#### [WHAT THIS TASK INVOLVES]
Copy out the entries below precisely; nothing is to be omitted.
[[ RECORDED INFORMATION open ]]
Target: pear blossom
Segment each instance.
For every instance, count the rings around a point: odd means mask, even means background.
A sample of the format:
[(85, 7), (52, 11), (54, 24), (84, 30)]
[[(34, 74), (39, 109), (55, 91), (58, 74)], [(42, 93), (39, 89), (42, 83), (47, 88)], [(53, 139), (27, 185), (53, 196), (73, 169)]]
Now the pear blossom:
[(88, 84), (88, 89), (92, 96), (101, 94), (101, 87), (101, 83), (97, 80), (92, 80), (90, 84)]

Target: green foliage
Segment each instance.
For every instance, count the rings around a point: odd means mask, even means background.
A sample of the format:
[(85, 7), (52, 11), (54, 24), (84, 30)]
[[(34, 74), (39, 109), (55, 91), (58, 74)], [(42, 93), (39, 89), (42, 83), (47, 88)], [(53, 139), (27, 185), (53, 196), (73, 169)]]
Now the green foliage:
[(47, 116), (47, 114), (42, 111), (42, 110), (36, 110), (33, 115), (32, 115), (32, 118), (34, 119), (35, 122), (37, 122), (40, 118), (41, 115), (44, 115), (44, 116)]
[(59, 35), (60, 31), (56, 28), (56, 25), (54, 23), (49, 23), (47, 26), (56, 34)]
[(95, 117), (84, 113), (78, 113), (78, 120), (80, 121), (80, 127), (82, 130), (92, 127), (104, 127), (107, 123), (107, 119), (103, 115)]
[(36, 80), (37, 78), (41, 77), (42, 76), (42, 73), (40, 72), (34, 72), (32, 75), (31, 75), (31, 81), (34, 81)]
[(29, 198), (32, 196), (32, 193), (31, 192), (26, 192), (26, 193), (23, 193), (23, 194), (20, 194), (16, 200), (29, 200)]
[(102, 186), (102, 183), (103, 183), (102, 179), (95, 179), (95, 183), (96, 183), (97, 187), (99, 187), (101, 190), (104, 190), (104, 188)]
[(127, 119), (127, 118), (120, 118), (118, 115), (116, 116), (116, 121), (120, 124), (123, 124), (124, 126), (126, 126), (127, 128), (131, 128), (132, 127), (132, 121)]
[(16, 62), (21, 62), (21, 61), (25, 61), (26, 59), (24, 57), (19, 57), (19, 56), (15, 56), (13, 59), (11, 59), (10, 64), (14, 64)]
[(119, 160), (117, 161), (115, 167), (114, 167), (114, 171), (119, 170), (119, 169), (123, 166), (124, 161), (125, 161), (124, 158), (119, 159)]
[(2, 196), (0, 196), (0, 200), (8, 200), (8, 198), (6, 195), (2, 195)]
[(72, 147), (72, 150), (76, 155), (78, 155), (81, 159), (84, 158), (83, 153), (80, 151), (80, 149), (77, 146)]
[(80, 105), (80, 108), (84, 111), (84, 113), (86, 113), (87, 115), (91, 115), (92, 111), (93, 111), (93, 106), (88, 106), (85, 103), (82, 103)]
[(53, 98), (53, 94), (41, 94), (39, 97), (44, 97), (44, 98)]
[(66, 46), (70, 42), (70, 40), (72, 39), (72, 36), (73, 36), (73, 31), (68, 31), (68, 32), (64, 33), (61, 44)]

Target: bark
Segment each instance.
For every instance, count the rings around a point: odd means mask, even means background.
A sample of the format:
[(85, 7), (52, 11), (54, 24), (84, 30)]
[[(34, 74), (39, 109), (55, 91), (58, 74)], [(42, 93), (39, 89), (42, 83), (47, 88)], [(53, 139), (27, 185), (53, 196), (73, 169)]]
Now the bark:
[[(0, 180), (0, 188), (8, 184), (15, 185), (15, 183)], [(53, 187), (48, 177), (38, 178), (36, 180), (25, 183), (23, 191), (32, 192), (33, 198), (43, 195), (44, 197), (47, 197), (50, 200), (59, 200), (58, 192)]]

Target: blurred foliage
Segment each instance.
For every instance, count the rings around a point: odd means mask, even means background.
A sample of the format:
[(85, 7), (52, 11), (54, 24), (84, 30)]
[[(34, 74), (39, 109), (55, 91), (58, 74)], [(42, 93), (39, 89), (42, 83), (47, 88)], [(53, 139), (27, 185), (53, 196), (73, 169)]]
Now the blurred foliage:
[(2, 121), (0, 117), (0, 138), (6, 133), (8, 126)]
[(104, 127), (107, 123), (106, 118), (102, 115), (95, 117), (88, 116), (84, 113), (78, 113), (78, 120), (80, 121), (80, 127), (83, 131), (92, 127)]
[[ RECORDED INFORMATION closed ]]
#### [THE ANSWER]
Target: pear blossom
Segment each instance.
For every instance, count the rings around a point: odd means mask, even means background.
A sample of the format:
[(85, 7), (52, 11), (54, 24), (84, 30)]
[[(34, 74), (39, 109), (55, 91), (58, 74)], [(42, 93), (39, 89), (42, 83), (47, 88)], [(53, 139), (27, 185), (53, 196), (73, 169)]]
Now the pear blossom:
[(88, 84), (88, 89), (92, 96), (101, 94), (101, 87), (101, 83), (97, 80), (92, 80), (90, 84)]

Target: green foliage
Segment each instance.
For every instance, count the rings around a point: odd means mask, even means background.
A sample of the format:
[(85, 7), (52, 11), (54, 24), (84, 30)]
[[(34, 74), (39, 109), (55, 91), (58, 74)], [(42, 93), (39, 89), (42, 83), (47, 88)], [(53, 139), (27, 185), (53, 196), (73, 169)]]
Now the green foliage:
[(47, 116), (47, 114), (42, 111), (42, 110), (36, 110), (33, 115), (32, 115), (32, 118), (34, 119), (35, 122), (37, 122), (40, 118), (41, 115), (44, 115), (44, 116)]
[(59, 35), (60, 31), (56, 28), (56, 25), (54, 23), (49, 23), (47, 26), (56, 34)]
[(95, 117), (84, 113), (78, 113), (78, 120), (80, 121), (80, 127), (82, 130), (92, 127), (104, 127), (107, 123), (107, 119), (103, 115)]
[(36, 80), (37, 78), (41, 77), (42, 76), (42, 73), (40, 72), (34, 72), (32, 75), (31, 75), (31, 81), (34, 81)]
[(29, 198), (32, 196), (32, 193), (31, 192), (26, 192), (26, 193), (23, 193), (23, 194), (20, 194), (16, 200), (29, 200)]
[(102, 186), (102, 183), (103, 183), (102, 179), (95, 179), (95, 183), (96, 183), (97, 187), (99, 187), (101, 190), (104, 190), (104, 188)]
[(127, 119), (127, 118), (120, 118), (118, 115), (116, 116), (116, 121), (120, 124), (123, 124), (124, 126), (126, 126), (127, 128), (131, 128), (132, 127), (132, 121)]
[(16, 62), (21, 62), (21, 61), (25, 61), (26, 59), (24, 57), (19, 57), (19, 56), (15, 56), (13, 59), (11, 59), (10, 64), (14, 64)]
[(119, 160), (117, 161), (115, 167), (114, 167), (114, 171), (119, 170), (119, 169), (123, 166), (124, 161), (125, 161), (124, 158), (119, 159)]
[(2, 196), (0, 196), (0, 200), (8, 200), (8, 198), (6, 195), (2, 195)]
[(72, 147), (72, 150), (76, 155), (78, 155), (81, 159), (84, 158), (83, 153), (80, 151), (80, 149), (77, 146)]
[(80, 105), (80, 108), (84, 111), (84, 113), (86, 113), (87, 115), (91, 115), (92, 111), (93, 111), (93, 106), (88, 106), (85, 103), (82, 103)]
[(53, 98), (53, 94), (41, 94), (39, 97), (44, 97), (44, 98)]
[(66, 46), (70, 42), (70, 40), (72, 39), (72, 36), (73, 36), (73, 31), (68, 31), (68, 32), (64, 33), (61, 44)]

Target: bark
Segment each instance.
For every instance, count the rings around a point: odd means mask, even means background.
A sample of the format:
[(85, 7), (52, 11), (54, 24), (84, 30)]
[[(34, 74), (39, 109), (55, 91), (58, 74)], [(42, 93), (39, 89), (42, 83), (47, 88)], [(53, 139), (27, 185), (53, 196), (73, 169)]]
Now the bark:
[[(0, 180), (0, 188), (8, 184), (15, 185), (15, 183)], [(53, 187), (48, 177), (38, 178), (36, 180), (25, 183), (23, 191), (32, 192), (33, 198), (43, 195), (44, 197), (47, 197), (50, 200), (59, 200), (58, 192)]]

Target: blurred foliage
Segment each instance.
For every instance, count the rings around a point: odd means mask, even means background.
A sample of the format:
[(85, 7), (52, 11), (54, 24), (84, 30)]
[[(34, 74), (39, 109), (55, 91), (58, 74)], [(42, 93), (39, 89), (42, 83), (47, 88)], [(53, 139), (27, 185), (53, 196), (73, 169)]]
Now the blurred foliage:
[(2, 121), (0, 117), (0, 138), (6, 133), (8, 126)]
[(104, 127), (107, 123), (106, 118), (102, 115), (95, 117), (88, 116), (84, 113), (78, 113), (78, 120), (80, 121), (80, 127), (83, 131), (92, 127)]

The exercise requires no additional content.